START SUPPLIED DATA

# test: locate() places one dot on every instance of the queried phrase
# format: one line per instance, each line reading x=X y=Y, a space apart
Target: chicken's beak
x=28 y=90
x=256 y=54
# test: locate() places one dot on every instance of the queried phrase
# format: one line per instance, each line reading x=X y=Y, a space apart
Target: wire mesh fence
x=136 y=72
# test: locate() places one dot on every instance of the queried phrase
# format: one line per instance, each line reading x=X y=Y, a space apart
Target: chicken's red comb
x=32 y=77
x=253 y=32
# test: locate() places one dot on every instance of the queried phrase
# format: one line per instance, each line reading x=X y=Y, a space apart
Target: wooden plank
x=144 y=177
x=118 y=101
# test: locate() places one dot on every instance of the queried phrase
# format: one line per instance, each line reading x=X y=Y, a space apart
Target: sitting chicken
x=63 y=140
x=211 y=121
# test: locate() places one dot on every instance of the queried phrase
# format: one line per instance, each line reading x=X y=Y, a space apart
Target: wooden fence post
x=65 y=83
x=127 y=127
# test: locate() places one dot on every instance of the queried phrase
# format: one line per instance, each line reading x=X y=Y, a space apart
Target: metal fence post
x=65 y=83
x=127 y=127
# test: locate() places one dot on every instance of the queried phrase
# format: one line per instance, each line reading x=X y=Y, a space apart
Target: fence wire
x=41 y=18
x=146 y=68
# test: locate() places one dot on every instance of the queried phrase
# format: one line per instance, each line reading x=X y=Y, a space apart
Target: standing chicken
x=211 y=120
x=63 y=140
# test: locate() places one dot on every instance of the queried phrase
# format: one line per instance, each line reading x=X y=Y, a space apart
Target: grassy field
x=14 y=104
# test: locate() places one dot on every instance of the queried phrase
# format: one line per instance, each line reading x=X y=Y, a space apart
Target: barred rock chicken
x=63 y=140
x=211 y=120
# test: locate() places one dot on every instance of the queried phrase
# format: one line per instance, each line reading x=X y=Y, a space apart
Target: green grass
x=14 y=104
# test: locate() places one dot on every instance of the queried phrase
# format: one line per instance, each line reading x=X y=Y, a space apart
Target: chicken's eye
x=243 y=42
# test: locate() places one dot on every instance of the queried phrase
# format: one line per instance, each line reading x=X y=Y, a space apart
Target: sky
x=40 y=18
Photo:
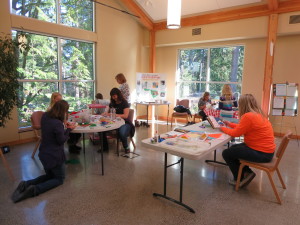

END SUPPLIED DATA

* [REQUIREMENT] Leave out all pictures and retype precisely the lines that run from the line containing "Target: green grass" to the last line of the records.

* [ANSWER SPACE]
Target: green grass
x=14 y=104
# test: locate() places one dot on every instance of the queried phrase
# format: one line per instance, each line reading x=X y=Y, a space apart
Target: chicken's eye
x=243 y=42
# test: locate() places one dot on every instance of the queried phrase
# format: one line per instance, each line reading x=X y=Y, a space apart
Target: sky
x=40 y=18
Photo:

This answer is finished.